Task details
Rewrite all the rows below, swapping every "thickest part" for "widest part" and keeping everything else the same.

Records supplied
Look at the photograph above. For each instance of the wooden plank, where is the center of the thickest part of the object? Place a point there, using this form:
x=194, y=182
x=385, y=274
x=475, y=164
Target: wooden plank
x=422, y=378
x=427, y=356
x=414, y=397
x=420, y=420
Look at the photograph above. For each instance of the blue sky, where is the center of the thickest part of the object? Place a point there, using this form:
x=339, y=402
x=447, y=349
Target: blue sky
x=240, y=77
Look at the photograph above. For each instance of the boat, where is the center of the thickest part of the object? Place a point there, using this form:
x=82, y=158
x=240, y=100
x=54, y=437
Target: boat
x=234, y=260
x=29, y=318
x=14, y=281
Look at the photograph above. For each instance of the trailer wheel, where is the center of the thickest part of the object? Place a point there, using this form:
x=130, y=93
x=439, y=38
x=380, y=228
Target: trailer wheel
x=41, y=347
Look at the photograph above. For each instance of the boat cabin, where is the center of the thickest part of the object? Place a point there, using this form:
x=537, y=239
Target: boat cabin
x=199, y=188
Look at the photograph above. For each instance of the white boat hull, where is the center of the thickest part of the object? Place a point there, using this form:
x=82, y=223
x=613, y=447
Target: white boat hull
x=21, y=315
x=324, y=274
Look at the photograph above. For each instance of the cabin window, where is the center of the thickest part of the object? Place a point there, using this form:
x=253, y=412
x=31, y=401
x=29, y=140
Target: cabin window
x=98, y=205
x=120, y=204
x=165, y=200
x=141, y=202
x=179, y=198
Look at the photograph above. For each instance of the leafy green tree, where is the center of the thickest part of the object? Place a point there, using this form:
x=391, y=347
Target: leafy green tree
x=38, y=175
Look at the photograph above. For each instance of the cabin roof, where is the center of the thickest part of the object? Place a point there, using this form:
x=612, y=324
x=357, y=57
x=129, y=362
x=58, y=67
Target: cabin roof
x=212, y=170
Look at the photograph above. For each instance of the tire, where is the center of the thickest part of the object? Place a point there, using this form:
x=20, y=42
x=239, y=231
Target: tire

Reply to the exercise
Look at the photograph above. For each instance of the wooden plank, where is the center of the widest part of the object? Place a point there, using this form:
x=194, y=182
x=385, y=274
x=475, y=164
Target: wooden plank
x=422, y=378
x=427, y=356
x=414, y=397
x=420, y=420
Look at the photograph above. For each instance of the blue sky, where is the center of the widest part of the object? Place a point there, using this form:
x=339, y=402
x=447, y=349
Target: blue sky
x=240, y=77
Look at the photograph above. For each instance of the boat, where is the center of the widest part of the object? Place a point there, using this form:
x=82, y=158
x=240, y=100
x=54, y=437
Target: boat
x=234, y=260
x=29, y=318
x=14, y=281
Look at the photograph above. For each instance of the trailer wheel, where is the center of the widest part of the object? Place a point there, using this form:
x=130, y=93
x=439, y=38
x=380, y=228
Target: trailer wheel
x=41, y=347
Look at the photograph above. For each instance of the boat cabin, where is the center of the widest part of the object? Place a point there, using this form:
x=537, y=239
Target: boat cabin
x=199, y=188
Look at the photograph above. For each instance of the white boat hull, where is the center of the widest part of the object? Place a point there, using this form:
x=82, y=223
x=613, y=447
Target: white boat hull
x=21, y=315
x=324, y=274
Look at the photograph above. For each instance of the cabin window, where is the center of the widest part of the object? Place a point there, using this form:
x=253, y=412
x=31, y=401
x=29, y=140
Target: cabin window
x=98, y=205
x=120, y=204
x=165, y=200
x=141, y=202
x=179, y=198
Look at the photograph above. For each instance of the leafy green tree, where is the center of the widest part of the object? Place a point there, using this form:
x=391, y=347
Target: leafy green tree
x=38, y=175
Look at the photograph above. For each instance of the cabin roof, where is the center of the widest part of the object? Place a point there, using this form:
x=612, y=324
x=357, y=57
x=129, y=362
x=58, y=67
Target: cabin roof
x=212, y=170
Look at the photograph above. For each instance of the tire, where is the center of the widest part of the object? Place a point there, using this form:
x=20, y=42
x=239, y=231
Target: tire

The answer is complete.